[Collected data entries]
■ ■ ■ ■ ■

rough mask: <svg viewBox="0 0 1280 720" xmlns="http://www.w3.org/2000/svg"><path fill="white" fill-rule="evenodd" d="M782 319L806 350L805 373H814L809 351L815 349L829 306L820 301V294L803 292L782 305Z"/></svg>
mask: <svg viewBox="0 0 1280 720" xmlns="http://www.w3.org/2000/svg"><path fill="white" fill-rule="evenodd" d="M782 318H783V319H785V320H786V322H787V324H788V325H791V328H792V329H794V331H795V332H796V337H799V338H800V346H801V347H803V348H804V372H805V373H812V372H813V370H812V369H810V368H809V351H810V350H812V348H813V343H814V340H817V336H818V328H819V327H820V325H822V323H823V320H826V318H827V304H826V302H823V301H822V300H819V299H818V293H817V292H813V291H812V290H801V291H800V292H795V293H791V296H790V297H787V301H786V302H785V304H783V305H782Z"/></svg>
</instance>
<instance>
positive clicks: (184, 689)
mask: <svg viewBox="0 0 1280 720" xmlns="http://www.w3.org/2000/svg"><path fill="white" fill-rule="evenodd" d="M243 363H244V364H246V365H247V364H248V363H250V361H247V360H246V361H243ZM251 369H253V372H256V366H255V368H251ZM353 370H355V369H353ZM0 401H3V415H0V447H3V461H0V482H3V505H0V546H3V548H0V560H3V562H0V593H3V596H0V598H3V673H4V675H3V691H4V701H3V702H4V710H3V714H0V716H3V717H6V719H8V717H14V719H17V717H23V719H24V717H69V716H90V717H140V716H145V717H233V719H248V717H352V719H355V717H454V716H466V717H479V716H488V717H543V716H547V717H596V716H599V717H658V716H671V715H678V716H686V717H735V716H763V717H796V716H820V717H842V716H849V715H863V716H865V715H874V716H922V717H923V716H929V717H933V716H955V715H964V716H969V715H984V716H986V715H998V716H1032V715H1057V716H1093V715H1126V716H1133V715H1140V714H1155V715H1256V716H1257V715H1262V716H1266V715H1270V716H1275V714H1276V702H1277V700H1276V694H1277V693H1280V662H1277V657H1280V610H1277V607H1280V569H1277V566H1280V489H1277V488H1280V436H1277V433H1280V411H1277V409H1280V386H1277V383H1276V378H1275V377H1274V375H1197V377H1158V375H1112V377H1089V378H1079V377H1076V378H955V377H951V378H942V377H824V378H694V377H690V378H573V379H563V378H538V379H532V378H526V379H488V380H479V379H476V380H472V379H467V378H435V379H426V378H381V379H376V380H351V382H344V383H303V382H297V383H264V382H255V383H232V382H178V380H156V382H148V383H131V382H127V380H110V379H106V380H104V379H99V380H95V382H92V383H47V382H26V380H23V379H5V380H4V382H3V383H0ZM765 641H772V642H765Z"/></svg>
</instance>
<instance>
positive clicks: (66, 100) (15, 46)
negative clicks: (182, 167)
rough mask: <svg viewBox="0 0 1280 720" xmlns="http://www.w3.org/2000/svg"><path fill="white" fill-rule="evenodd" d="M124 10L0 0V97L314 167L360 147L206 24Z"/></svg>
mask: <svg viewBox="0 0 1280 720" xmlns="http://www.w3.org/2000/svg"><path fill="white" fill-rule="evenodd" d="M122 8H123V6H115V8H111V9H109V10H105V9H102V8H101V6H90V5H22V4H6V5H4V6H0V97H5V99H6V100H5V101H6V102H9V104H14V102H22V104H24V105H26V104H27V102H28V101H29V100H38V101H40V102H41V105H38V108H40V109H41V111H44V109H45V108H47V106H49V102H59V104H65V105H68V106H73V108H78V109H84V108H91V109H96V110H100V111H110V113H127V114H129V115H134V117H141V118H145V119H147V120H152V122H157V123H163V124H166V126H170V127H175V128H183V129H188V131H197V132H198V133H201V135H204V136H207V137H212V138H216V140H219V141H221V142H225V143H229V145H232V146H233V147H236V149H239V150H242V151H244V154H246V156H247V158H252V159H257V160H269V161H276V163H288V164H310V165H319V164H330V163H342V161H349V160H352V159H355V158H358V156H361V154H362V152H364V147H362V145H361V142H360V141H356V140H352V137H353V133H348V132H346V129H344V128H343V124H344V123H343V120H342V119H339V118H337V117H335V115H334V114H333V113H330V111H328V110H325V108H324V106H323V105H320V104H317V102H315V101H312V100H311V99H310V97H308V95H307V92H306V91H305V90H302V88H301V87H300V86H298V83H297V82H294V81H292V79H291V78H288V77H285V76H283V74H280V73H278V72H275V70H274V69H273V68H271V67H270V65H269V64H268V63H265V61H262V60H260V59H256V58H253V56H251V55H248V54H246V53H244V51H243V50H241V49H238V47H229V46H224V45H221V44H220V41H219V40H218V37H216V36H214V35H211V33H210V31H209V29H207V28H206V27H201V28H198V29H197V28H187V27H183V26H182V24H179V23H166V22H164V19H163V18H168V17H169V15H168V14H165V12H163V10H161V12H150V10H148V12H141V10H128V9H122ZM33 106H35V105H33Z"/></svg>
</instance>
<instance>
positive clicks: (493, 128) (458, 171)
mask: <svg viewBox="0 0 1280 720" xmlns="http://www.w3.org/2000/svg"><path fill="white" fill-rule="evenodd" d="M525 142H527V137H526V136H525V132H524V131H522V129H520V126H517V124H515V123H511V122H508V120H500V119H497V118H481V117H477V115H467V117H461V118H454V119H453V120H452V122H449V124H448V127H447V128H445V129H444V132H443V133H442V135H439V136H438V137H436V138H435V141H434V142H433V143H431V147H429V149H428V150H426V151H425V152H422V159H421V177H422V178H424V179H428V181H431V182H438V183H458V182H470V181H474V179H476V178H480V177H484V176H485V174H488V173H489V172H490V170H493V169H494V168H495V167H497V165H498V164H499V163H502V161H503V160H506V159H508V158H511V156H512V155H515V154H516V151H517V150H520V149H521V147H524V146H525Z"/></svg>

■ ■ ■ ■ ■

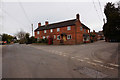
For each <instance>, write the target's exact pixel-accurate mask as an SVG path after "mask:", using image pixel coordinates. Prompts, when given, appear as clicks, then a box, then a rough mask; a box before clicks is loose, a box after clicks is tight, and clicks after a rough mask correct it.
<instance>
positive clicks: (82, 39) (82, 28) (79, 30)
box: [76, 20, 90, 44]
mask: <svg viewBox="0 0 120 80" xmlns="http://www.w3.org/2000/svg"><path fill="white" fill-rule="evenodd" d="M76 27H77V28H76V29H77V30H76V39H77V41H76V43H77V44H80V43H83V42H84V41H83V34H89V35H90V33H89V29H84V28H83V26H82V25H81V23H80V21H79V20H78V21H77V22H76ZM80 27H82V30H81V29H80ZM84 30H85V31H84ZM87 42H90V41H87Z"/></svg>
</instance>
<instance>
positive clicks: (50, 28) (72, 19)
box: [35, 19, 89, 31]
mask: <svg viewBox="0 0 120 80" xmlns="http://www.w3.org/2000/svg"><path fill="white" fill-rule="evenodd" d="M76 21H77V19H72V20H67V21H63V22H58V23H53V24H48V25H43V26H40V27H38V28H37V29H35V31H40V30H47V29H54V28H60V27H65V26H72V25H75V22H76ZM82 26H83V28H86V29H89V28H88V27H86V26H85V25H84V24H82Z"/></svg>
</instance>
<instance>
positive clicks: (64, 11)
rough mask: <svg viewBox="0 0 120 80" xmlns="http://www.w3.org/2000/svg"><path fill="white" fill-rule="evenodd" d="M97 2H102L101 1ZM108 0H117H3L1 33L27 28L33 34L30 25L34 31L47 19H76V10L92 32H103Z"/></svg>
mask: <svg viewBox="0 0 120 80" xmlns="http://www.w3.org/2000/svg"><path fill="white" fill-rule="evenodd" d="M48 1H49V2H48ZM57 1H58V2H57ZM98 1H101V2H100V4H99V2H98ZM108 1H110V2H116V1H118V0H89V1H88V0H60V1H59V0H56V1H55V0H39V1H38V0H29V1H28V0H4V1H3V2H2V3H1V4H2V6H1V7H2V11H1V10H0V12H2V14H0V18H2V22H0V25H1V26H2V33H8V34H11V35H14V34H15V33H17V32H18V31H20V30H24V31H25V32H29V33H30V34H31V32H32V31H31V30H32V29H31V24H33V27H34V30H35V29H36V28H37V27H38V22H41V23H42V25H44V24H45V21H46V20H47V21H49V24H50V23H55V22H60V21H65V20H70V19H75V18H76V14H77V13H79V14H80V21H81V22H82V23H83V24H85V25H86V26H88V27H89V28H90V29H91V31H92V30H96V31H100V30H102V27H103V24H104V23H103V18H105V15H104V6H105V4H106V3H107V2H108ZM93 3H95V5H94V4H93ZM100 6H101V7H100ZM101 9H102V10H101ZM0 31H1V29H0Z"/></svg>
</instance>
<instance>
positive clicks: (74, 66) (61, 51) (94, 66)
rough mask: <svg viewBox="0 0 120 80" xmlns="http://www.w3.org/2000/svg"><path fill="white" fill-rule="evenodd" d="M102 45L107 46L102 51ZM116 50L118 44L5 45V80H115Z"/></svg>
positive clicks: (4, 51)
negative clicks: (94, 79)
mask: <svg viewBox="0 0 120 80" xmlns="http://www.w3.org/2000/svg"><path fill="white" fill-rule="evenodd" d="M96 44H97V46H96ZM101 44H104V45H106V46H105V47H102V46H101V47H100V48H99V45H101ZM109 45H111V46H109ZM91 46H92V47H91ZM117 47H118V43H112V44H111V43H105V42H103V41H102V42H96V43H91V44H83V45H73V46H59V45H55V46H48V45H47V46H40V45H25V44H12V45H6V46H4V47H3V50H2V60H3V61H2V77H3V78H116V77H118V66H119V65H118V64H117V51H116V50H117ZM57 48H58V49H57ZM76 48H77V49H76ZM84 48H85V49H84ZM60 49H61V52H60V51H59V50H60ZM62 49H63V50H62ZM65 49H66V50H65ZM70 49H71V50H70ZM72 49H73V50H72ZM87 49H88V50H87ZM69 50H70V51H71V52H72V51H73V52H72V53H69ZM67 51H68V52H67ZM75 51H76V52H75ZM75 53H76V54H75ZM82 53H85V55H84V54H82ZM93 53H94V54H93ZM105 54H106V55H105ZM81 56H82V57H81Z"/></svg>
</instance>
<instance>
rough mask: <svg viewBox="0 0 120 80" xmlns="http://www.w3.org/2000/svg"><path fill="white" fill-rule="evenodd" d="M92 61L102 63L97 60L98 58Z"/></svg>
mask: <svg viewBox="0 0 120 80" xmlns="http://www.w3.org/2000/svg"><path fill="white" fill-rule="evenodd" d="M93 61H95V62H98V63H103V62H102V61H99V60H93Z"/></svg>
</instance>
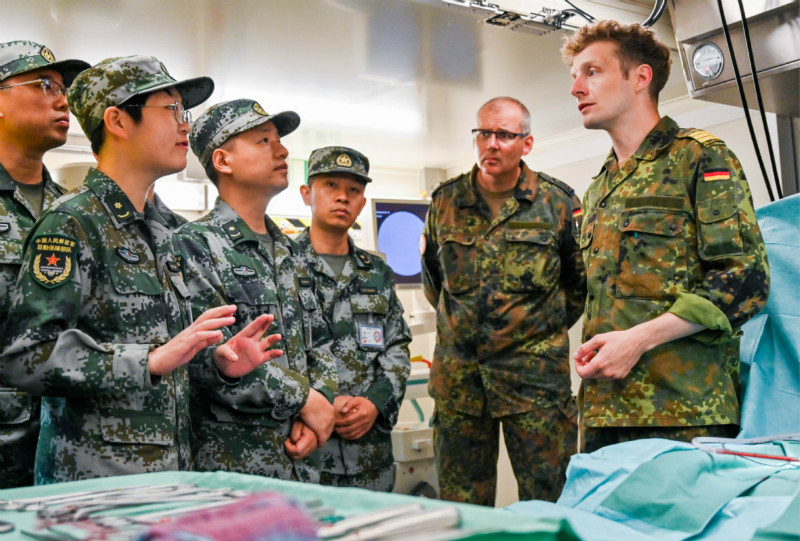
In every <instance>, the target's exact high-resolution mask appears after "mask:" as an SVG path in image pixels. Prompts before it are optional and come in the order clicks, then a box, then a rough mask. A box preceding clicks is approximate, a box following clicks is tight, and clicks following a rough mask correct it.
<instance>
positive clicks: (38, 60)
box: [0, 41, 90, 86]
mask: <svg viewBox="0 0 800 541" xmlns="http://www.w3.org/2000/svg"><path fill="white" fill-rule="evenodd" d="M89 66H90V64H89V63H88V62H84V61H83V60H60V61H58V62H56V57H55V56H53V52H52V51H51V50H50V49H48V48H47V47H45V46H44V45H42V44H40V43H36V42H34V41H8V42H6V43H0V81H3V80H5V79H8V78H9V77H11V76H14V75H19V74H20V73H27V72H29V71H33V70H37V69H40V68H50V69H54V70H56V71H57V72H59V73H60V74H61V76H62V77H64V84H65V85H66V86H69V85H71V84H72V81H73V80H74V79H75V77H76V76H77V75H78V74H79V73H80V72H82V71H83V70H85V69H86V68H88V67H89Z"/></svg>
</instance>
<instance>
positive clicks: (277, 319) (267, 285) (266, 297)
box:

■ ■ ■ ■ ■

◆ **WORK INSTRUCTIONS**:
A count is needed of the lines in this data that contain "then"; give the number and no other text.

◆ **TASK ANSWER**:
2